• WHAT THE EXERCISE ASKS
Please give the listing again in its entirety, exactly as written.

━━━ STORED ROWS ━━━

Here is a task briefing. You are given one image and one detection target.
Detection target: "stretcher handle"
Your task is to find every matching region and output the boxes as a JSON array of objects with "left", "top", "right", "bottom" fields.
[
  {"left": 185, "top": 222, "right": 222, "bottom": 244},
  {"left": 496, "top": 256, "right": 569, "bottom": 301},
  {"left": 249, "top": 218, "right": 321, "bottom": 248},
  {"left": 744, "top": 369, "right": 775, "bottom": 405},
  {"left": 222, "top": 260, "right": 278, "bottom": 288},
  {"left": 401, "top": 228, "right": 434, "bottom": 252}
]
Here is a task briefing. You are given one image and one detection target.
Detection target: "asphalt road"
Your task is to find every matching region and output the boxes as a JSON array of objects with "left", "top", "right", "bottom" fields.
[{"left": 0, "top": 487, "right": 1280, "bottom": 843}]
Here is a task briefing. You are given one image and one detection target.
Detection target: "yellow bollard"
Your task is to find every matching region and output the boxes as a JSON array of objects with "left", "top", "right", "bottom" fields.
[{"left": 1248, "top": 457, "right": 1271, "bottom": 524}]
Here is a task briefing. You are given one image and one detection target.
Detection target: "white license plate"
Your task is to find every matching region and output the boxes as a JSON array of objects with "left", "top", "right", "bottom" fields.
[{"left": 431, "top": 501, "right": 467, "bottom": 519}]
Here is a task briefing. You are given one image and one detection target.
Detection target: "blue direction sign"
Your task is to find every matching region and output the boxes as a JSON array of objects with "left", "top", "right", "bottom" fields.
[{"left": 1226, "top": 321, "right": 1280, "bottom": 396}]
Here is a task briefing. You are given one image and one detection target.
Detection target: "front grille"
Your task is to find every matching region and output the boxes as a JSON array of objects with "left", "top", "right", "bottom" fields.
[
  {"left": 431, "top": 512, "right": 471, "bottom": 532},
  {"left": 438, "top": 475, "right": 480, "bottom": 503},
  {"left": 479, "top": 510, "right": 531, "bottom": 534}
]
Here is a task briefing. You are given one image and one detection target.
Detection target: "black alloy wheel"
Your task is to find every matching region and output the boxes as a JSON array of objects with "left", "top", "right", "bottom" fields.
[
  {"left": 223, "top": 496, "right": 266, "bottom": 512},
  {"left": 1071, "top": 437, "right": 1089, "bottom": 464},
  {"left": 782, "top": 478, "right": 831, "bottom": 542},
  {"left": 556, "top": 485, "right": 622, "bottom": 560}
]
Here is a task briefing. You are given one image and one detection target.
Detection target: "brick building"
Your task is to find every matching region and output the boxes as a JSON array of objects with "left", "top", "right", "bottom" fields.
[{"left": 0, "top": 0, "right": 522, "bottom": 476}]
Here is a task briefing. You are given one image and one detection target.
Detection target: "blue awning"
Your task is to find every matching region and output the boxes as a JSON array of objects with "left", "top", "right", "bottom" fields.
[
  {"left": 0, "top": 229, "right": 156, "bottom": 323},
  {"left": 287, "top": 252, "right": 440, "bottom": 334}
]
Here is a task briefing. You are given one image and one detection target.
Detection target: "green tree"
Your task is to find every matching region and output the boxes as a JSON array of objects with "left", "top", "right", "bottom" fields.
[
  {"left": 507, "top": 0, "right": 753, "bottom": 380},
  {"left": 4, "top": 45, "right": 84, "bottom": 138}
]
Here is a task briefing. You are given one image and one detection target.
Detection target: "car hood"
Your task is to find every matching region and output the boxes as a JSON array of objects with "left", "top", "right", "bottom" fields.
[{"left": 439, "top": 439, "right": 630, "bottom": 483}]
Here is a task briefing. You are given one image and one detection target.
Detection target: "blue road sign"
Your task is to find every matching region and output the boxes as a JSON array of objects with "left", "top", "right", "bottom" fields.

━━━

• RESPONSE
Here is a task briefing. You are given one image and one detection target.
Detection target: "stretcher handle"
Your task is to find every matching region and output the boxes as a JSON array of objects with "left", "top", "right", "bottom" fields.
[
  {"left": 185, "top": 222, "right": 222, "bottom": 244},
  {"left": 496, "top": 256, "right": 569, "bottom": 301},
  {"left": 249, "top": 218, "right": 321, "bottom": 248},
  {"left": 744, "top": 369, "right": 775, "bottom": 405},
  {"left": 222, "top": 260, "right": 278, "bottom": 288},
  {"left": 401, "top": 228, "right": 434, "bottom": 252}
]
Here is a task briefing. You are given one image and one detection target.
Detection target: "asphalt road"
Your task is to find every matching region and output the boxes as a JSON array of objects with "left", "top", "right", "bottom" fields.
[{"left": 0, "top": 487, "right": 1280, "bottom": 843}]
Here is a task briefing. You are given one image and one detection target.
Detection target: "yellow bollard"
Your task is to find every matching region and output the boxes as a JSON array of objects with "left", "top", "right", "bottom" fields.
[{"left": 1248, "top": 457, "right": 1271, "bottom": 524}]
Here is a task briefing. You are given one image and one detection target.
Detection target: "white license plate"
Your task is to find every matching region and output the boxes as a JSON array of objects with "left", "top", "right", "bottom" fields.
[{"left": 431, "top": 501, "right": 467, "bottom": 519}]
Here is a task briefing. You are given one image and one detection target.
Detection target: "blue direction sign"
Your task is to find every matching region and output the boxes as a JSON array of objects with "left", "top", "right", "bottom" fields.
[{"left": 1226, "top": 321, "right": 1280, "bottom": 396}]
Here is a task briefing. You are given one image and one detection target.
Detection target: "front grille"
Your task is to find every matching region and output the boxes as a JSON array of objects with "left", "top", "right", "bottom" fields.
[
  {"left": 431, "top": 512, "right": 471, "bottom": 532},
  {"left": 438, "top": 475, "right": 480, "bottom": 503},
  {"left": 479, "top": 510, "right": 531, "bottom": 534}
]
Here is a task briefing. You are given one image and one detection target.
Detection target: "black alloy wheel"
Your task is to find every matching region and output the boxes as a JSON array of objects with "left", "top", "right", "bottom" fields.
[
  {"left": 223, "top": 496, "right": 266, "bottom": 512},
  {"left": 1071, "top": 437, "right": 1089, "bottom": 464},
  {"left": 782, "top": 478, "right": 831, "bottom": 542},
  {"left": 556, "top": 485, "right": 622, "bottom": 560}
]
Here is a task briefing. You are given one image and one detection target.
Detection target: "brick building"
Your task is to find every matching region and output the boxes as a JSON array of objects with "left", "top", "right", "bottom" fields.
[{"left": 0, "top": 0, "right": 522, "bottom": 476}]
Here is a task briefing. You are given one image and one detection target.
Detection target: "blue awning"
Your task is to find every matching region and output the boxes as a JSON array of objects with "left", "top", "right", "bottom" fields.
[
  {"left": 0, "top": 229, "right": 156, "bottom": 323},
  {"left": 287, "top": 252, "right": 440, "bottom": 334}
]
Here is a task briefing. You are given one image and one detection target.
Detection target: "green tree"
Your task is to find every matching region and output the boxes as a JSON array of objects with "left", "top", "right", "bottom" fields.
[
  {"left": 507, "top": 0, "right": 753, "bottom": 380},
  {"left": 4, "top": 45, "right": 84, "bottom": 138}
]
Here is a task briefing. You are given one image and one detection target.
Detection target: "car hood"
Your task is to find every matching region and output the boxes as a JSON array of objects with "left", "top", "right", "bottom" fields.
[{"left": 439, "top": 439, "right": 630, "bottom": 483}]
Here is a task briefing. You are given one image and one detection target.
Detection target: "blue road sign"
Your task is to find every matching region and output the boxes as a JSON array of objects with "left", "top", "right", "bottom" fields.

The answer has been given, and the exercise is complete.